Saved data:
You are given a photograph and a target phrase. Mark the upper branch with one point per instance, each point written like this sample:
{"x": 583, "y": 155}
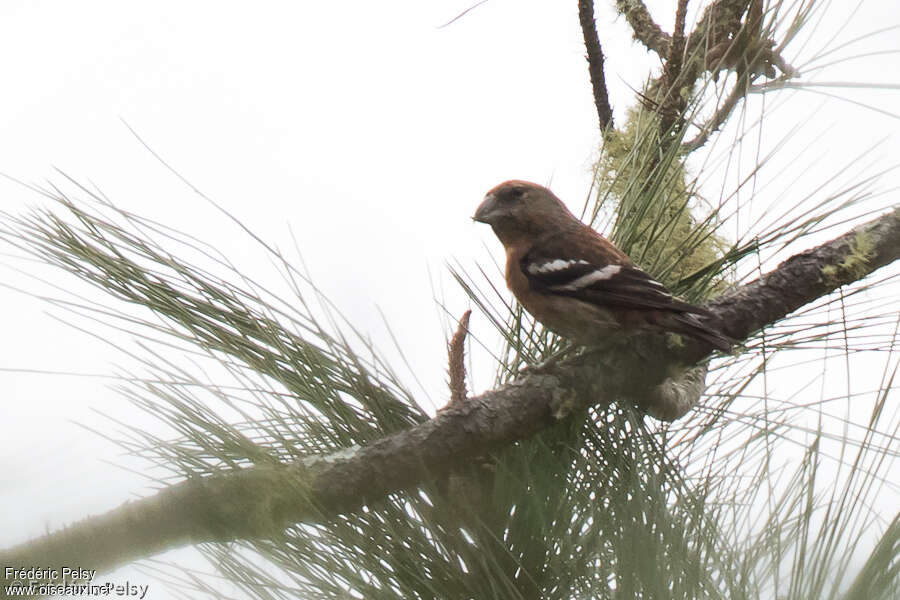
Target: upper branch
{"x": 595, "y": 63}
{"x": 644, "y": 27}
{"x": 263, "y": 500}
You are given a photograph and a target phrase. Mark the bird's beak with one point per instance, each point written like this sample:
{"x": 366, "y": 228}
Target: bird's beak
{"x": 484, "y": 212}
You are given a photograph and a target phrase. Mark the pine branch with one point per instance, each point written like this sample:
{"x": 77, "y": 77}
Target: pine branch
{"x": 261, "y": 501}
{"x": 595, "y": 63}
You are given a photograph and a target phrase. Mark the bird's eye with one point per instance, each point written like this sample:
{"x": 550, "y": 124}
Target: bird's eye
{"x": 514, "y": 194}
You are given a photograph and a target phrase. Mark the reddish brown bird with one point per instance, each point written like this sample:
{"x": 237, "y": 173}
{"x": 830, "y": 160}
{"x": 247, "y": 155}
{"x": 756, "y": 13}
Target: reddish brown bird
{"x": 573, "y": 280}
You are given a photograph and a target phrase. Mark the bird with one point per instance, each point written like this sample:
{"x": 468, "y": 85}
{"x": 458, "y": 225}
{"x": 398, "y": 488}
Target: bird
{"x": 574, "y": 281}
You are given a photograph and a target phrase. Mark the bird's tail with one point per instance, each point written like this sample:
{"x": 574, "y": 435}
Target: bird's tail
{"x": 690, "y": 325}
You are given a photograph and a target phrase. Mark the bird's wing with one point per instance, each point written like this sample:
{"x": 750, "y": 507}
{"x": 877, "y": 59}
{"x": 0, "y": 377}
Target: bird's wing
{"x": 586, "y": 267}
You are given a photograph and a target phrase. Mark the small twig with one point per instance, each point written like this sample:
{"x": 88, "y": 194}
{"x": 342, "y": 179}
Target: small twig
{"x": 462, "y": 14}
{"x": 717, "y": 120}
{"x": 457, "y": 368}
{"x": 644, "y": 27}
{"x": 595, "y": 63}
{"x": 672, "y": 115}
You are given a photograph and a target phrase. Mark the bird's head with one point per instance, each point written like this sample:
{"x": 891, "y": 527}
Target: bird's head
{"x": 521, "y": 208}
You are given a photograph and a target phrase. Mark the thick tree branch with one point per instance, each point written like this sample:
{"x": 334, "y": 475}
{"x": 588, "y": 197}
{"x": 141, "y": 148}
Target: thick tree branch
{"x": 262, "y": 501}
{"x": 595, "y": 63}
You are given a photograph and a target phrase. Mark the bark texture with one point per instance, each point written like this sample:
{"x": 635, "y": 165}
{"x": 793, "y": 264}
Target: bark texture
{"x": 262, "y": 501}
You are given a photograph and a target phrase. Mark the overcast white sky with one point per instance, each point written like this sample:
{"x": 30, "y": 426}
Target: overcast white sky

Your instructions
Reproduce the material above in full, putting "image" wherever "photograph" occurs and leaving everything else untouched. Omit the pictures from your version.

Answer for this exercise
You are given a image and a target phrase. Mark the upper branch with one point per instance, each point written like this sample:
{"x": 583, "y": 155}
Target: upper branch
{"x": 595, "y": 63}
{"x": 644, "y": 27}
{"x": 263, "y": 500}
You are given a image and a target phrase. Mark the bird's beak with one point per instance, each point written like this sample:
{"x": 366, "y": 228}
Target: bird's beak
{"x": 484, "y": 212}
You are given a image and a target phrase. Mark the pine branch with one point per instance, each point written like this sample:
{"x": 77, "y": 77}
Target: pine branch
{"x": 261, "y": 501}
{"x": 595, "y": 63}
You are given a image and a target phrase. Mark the bird's eye with one point per instance, each point written like this sample:
{"x": 550, "y": 124}
Target: bird's eye
{"x": 514, "y": 194}
You are given a image and a target phrase. Mark the reddish brown bird with one point per instance, each point written like this sample:
{"x": 237, "y": 173}
{"x": 830, "y": 160}
{"x": 247, "y": 155}
{"x": 756, "y": 13}
Target: reddish brown bird
{"x": 573, "y": 280}
You are given a image and a target phrase. Mark the bird with one point per instance, each point written like this sample:
{"x": 468, "y": 85}
{"x": 458, "y": 225}
{"x": 398, "y": 488}
Target: bird
{"x": 574, "y": 281}
You are given a image and a target phrase. Mark the bird's tail with one point per instance, each point written like this sample:
{"x": 574, "y": 435}
Target: bird's tail
{"x": 690, "y": 325}
You are given a image and a target phrase. Mark the bird's wing with one point per instance, each point written like this sample:
{"x": 750, "y": 507}
{"x": 877, "y": 59}
{"x": 0, "y": 377}
Target: bird's wing
{"x": 586, "y": 267}
You are given a image and a target phrase. Mark the small twig with one point per instance, each point written like this sample:
{"x": 88, "y": 194}
{"x": 342, "y": 179}
Target: small twig
{"x": 462, "y": 14}
{"x": 717, "y": 120}
{"x": 457, "y": 368}
{"x": 644, "y": 27}
{"x": 595, "y": 63}
{"x": 672, "y": 115}
You are given a image and a target phrase. Mark the bird's head with one point per instance, each point written like this sample:
{"x": 891, "y": 527}
Target: bird's head
{"x": 521, "y": 208}
You are given a image and a target phrase. Mark the thick tree branch with one point per instance, each point written like this sample:
{"x": 334, "y": 475}
{"x": 588, "y": 197}
{"x": 141, "y": 148}
Target: thick tree branch
{"x": 262, "y": 501}
{"x": 595, "y": 63}
You are given a image and a target phrase. Mark the bark texture with one point per instance, each point written like this sample:
{"x": 635, "y": 165}
{"x": 793, "y": 264}
Target: bark texture
{"x": 262, "y": 501}
You are given a image and a target phrase. Mark the overcast white sky with one point per instance, each point written like this sample:
{"x": 30, "y": 426}
Target: overcast white sky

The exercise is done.